+++ Records provided +++
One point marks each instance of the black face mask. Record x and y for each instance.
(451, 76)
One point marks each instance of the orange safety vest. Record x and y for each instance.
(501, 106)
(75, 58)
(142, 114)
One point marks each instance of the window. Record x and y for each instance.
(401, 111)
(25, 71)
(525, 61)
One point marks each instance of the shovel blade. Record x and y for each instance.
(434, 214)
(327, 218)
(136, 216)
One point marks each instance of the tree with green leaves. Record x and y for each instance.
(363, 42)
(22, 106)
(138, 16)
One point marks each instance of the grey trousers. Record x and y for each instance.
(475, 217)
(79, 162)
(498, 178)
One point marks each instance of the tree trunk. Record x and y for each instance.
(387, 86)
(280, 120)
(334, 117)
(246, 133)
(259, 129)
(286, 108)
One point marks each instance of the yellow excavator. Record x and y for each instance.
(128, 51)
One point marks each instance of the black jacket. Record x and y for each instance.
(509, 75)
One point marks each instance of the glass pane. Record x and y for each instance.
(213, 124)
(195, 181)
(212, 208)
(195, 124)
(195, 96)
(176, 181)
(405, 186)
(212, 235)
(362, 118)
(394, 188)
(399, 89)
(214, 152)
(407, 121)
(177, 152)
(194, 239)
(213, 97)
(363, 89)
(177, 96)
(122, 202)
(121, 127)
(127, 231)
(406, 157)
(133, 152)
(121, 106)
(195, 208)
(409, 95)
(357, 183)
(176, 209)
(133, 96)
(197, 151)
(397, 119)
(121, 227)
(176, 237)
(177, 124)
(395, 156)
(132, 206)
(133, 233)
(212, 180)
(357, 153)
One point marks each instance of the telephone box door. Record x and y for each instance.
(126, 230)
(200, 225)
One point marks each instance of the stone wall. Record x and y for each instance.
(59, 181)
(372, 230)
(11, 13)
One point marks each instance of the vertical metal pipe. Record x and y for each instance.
+++
▶ [Exercise]
Could you convert every line of the stored data above into a JSON list of strings, one string per line, skipping any blank lines?

▶ [Response to the task]
[
  "One point marks each instance of the black face mask. Record x and y for each instance.",
  "(451, 76)",
  "One point marks each instance of the orange safety vest. Record x and y for each instance.",
  "(501, 106)",
  "(75, 58)",
  "(142, 114)",
  "One point marks each instance of the window. Record x and y for each instance.",
  "(401, 111)",
  "(25, 71)",
  "(525, 61)",
  "One point marks each instance of the shovel blade. Record x and y for each instance.",
  "(434, 214)",
  "(327, 218)",
  "(136, 216)",
  "One point marks each instance of the tree with green leaves. Record x and y for each instance.",
  "(363, 42)",
  "(22, 106)",
  "(138, 16)",
  "One point marks each instance of the grey trousers. Record x and y for each instance.",
  "(475, 217)",
  "(79, 162)",
  "(498, 178)",
  "One point marks each instance of the tree trunk. Record x and y for each instance.",
  "(387, 86)",
  "(280, 120)",
  "(334, 117)",
  "(246, 133)",
  "(259, 129)",
  "(286, 108)",
  "One point marks each instance of the yellow excavator. Record x and y for each instance.",
  "(128, 51)",
  "One point marks each instance of the black jacket. Record x and y for each instance.",
  "(509, 75)",
  "One point marks each instance of the glass pane. Record x and y for each instance.",
  "(213, 124)",
  "(195, 181)",
  "(212, 208)",
  "(195, 124)",
  "(195, 96)",
  "(176, 181)",
  "(405, 186)",
  "(212, 235)",
  "(362, 118)",
  "(394, 188)",
  "(399, 89)",
  "(214, 152)",
  "(407, 121)",
  "(177, 152)",
  "(194, 239)",
  "(213, 97)",
  "(363, 89)",
  "(177, 96)",
  "(122, 202)",
  "(121, 127)",
  "(127, 231)",
  "(406, 157)",
  "(133, 152)",
  "(121, 106)",
  "(195, 208)",
  "(409, 95)",
  "(357, 183)",
  "(176, 209)",
  "(133, 96)",
  "(197, 151)",
  "(397, 119)",
  "(121, 227)",
  "(176, 237)",
  "(177, 124)",
  "(395, 156)",
  "(132, 206)",
  "(133, 233)",
  "(212, 180)",
  "(357, 153)",
  "One point marks each instance of the telephone box door. Record x and y for each instance.",
  "(126, 230)",
  "(200, 225)",
  "One point marks each instance of the stone wall. Record x and y for each instance.",
  "(59, 181)",
  "(372, 230)",
  "(11, 13)",
  "One point marks each instance of the vertical metal pipe. Record x and y for each instance."
]